» **TASKS TO COMPLETE**:
• a. Condense the paragraph of the article on green tech that begins "But to meet our goals" into a short bulleted list that keeps its main facts.
• b. Do these statements agree with the article on green tech? (i) Hard-to-abate sectors now account for most global carbon emissions. (ii) The First Movers Coalition was unveiled in Glasgow. (iii) Solar and wind power alone can transform the global economy. Answer yes or no for each, and quote the words that decide it.
• c. Which organizations are named in the article on green tech?

» **PASSAGE SHOWN**:
John Kerry: Companies that quickly embrace green tech will clean up
The writer is the US special presidential envoy for climate
As we emerge from COP26 and take stock of our progress to avoid climate chaos, the world’s governments have committed to continue dramatically raising their ambition.
But to meet our goals, bold private-sector leadership is equally critical, in particular to decarbonise the industries where the transition to net zero emissions has barely begun. Solar and wind power alone cannot transform the global economy. Rapid progress in the so-called “hard-to-abate” sectors, including heavy industry and long-distance transportation, is also needed. These represent a third of global carbon emissions and, by 2050, could produce a majority.
A coalition of first-mover companies could harness their supply chains to scale up innovative breakthroughs, in turn driving down the cost of clean technologies in sectors where there are as yet no commercial alternatives to unabated fossil fuels.
The good news is that there has never been a better time to step up. In the US, the newly minted infrastructure bill makes historic investments in commercialising the clean technologies needed to reach net zero by 2050.
Leading companies are recognising the dual opportunity to take action on climate and seize competitive advantage. Like the proverbial cavalry, the first movers are coming. In Glasgow, we unveiled the First Movers Coalition, a partnership between the US state department and the World Economic Forum to provide a platform for leading global companies to fast-track clean energy innovation.

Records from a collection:
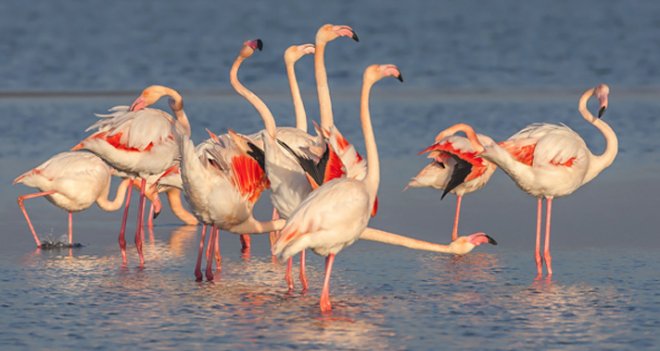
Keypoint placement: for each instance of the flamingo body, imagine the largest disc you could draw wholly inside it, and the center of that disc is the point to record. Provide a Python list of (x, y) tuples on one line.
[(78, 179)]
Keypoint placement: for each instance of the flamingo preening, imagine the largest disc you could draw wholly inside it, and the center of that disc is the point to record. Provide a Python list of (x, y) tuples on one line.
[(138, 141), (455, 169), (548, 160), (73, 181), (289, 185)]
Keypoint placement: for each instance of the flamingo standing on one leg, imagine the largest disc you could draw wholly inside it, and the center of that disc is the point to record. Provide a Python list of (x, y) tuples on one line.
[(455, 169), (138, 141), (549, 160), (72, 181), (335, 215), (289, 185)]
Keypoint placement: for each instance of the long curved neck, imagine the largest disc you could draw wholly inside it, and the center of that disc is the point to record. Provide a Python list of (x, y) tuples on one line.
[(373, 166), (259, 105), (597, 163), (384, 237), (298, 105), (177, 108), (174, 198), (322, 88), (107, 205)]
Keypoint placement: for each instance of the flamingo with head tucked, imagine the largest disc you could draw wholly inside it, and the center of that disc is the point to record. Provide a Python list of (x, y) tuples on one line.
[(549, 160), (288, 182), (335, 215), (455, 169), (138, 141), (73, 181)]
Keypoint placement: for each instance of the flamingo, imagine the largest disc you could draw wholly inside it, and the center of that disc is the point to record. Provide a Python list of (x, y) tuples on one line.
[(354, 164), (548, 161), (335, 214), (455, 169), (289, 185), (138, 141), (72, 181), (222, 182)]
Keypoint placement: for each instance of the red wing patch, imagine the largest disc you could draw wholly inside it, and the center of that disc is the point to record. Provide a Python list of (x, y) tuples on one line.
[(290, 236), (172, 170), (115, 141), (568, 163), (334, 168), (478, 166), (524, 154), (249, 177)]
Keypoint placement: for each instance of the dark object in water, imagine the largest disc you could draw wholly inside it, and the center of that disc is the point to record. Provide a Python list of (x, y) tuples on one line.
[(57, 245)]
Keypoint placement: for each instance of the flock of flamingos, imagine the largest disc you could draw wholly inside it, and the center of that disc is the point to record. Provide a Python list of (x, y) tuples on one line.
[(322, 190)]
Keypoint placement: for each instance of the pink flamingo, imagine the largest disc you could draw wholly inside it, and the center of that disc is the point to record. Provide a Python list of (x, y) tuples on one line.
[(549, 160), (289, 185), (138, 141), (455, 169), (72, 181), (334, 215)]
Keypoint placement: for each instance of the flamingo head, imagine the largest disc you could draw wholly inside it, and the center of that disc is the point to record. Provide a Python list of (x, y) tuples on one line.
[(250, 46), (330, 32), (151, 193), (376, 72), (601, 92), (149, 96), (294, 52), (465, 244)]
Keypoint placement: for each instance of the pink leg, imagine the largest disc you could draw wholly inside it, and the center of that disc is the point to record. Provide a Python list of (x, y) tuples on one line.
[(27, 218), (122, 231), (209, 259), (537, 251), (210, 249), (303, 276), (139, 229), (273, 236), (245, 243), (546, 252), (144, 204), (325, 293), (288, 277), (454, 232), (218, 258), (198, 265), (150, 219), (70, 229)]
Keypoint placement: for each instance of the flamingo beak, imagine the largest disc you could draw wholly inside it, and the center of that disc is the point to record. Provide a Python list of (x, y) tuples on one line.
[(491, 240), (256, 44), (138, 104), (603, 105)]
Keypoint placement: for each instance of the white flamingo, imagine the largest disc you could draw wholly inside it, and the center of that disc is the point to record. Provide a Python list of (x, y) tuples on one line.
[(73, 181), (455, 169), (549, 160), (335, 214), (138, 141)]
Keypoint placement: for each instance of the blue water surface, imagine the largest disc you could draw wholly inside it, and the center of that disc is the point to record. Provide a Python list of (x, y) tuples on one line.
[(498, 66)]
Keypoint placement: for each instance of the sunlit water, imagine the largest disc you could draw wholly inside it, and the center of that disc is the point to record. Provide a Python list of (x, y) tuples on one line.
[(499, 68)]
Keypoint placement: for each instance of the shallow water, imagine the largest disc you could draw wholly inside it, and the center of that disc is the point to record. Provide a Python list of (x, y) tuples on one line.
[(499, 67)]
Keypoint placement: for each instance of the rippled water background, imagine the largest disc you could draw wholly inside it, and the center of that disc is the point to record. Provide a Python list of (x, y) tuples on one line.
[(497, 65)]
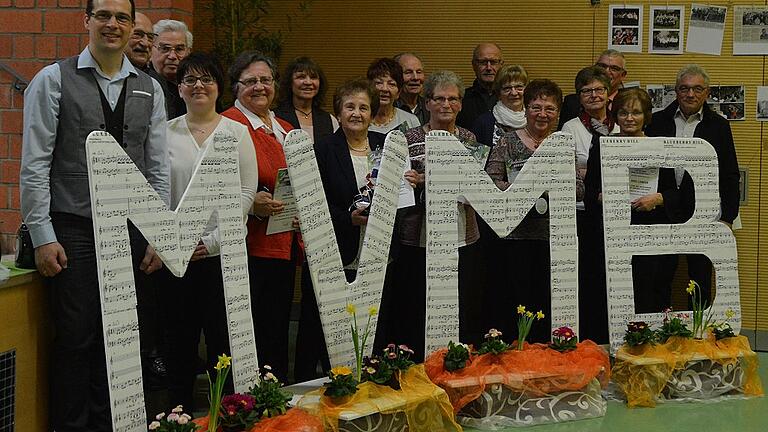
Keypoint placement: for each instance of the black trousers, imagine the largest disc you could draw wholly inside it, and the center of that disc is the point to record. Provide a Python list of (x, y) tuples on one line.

...

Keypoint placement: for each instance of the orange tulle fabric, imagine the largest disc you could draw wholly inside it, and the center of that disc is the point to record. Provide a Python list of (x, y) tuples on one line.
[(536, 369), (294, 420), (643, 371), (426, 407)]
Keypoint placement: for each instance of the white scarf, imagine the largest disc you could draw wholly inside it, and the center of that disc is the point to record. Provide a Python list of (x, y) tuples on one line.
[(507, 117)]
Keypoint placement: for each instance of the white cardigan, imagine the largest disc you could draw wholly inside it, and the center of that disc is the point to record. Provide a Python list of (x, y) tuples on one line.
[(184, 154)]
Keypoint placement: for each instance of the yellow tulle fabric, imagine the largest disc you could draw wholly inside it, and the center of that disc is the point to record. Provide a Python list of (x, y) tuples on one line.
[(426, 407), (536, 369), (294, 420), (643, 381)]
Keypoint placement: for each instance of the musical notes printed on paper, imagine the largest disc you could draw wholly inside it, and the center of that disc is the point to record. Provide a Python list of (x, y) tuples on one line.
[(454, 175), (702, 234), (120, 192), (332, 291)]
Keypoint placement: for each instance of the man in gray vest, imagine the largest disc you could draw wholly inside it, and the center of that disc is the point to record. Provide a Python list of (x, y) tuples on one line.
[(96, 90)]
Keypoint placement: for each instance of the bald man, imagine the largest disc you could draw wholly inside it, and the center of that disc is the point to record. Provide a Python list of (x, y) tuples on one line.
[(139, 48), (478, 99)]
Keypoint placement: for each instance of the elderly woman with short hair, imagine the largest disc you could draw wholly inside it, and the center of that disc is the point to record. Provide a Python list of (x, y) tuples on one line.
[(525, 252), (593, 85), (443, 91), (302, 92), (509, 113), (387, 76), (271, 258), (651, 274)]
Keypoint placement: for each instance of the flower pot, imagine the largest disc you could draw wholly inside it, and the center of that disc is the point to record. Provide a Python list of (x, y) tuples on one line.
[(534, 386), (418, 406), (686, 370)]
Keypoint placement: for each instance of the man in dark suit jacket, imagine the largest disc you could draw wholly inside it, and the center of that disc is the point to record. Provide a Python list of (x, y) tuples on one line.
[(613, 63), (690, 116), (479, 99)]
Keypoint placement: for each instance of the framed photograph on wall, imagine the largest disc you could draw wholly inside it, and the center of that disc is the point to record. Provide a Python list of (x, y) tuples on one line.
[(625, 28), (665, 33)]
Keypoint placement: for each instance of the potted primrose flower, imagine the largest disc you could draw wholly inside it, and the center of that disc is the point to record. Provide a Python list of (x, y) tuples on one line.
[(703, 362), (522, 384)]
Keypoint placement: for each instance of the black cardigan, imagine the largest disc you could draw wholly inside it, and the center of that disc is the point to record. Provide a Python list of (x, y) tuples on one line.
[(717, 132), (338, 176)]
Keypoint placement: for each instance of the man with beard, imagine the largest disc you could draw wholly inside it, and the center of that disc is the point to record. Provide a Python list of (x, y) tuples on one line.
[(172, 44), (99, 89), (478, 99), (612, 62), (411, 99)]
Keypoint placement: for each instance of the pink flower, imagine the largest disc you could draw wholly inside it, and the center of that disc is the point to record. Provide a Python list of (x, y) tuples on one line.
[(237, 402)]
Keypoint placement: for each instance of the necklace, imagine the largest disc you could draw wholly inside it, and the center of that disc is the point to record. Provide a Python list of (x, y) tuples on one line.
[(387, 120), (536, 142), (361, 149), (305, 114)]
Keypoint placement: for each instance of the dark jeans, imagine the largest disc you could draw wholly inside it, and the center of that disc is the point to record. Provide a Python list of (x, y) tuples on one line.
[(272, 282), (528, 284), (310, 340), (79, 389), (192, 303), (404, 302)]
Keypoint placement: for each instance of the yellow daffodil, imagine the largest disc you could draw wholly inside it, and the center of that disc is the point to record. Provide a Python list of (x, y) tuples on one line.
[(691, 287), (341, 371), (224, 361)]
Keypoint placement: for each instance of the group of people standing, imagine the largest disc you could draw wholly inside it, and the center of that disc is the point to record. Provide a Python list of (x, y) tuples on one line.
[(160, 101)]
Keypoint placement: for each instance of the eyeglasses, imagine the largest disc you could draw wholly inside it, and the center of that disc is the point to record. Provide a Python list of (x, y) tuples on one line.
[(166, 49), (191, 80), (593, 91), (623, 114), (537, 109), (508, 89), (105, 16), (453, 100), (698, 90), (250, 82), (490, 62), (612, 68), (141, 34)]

* * *

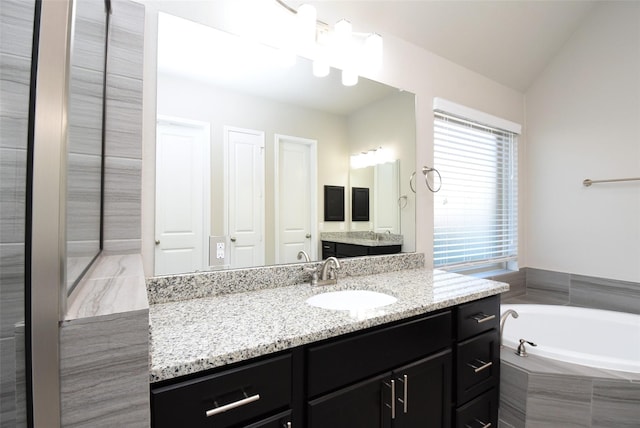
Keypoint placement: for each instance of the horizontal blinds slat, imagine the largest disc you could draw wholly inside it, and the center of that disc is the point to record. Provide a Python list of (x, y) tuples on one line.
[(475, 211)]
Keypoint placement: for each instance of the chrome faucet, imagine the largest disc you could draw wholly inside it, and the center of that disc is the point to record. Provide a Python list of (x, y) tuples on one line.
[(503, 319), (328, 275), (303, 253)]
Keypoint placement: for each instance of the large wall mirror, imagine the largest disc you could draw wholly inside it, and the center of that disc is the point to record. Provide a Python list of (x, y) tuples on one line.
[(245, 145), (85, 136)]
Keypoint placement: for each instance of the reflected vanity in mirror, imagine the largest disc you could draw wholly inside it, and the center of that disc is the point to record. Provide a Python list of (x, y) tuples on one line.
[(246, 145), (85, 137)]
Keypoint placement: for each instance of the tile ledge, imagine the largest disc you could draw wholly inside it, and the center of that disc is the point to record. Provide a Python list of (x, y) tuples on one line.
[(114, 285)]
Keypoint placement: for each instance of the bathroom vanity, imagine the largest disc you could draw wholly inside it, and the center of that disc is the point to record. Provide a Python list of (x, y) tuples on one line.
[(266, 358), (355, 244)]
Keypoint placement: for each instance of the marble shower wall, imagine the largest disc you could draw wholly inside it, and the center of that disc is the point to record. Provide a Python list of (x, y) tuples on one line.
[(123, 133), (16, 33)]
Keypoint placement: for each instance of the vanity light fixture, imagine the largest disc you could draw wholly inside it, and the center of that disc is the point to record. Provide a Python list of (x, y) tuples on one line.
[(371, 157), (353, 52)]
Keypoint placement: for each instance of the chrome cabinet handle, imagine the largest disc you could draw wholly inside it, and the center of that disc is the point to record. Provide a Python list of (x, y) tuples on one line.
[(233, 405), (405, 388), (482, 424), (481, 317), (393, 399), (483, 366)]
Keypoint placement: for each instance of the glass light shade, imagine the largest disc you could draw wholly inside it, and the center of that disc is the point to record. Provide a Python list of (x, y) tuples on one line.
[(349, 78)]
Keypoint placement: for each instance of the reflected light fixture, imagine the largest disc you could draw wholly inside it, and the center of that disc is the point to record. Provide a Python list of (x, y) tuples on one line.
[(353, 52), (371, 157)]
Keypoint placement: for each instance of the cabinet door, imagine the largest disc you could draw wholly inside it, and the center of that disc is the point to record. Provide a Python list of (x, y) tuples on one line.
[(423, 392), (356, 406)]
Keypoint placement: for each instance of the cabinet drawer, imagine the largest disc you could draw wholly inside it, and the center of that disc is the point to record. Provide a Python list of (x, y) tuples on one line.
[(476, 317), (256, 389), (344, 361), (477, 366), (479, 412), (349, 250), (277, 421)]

» **SOLUTION SET**:
• a.
- Bold private-sector leadership is as critical as government action, especially for decarbonizing industries where the move to net zero has barely begun.
- Solar and wind power alone cannot transform the global economy.
- Rapid progress is also needed in "hard-to-abate" sectors such as heavy industry and long-distance transportation.
- These sectors produce a third of global carbon emissions and could produce a majority by 2050.

• b.
(i) No: "These represent a third of global carbon emissions"
(ii) Yes: "In Glasgow, we unveiled the First Movers Coalition"
(iii) No: "Solar and wind power alone cannot transform the global economy."

• c.
- First Movers Coalition
- US state department
- World Economic Forum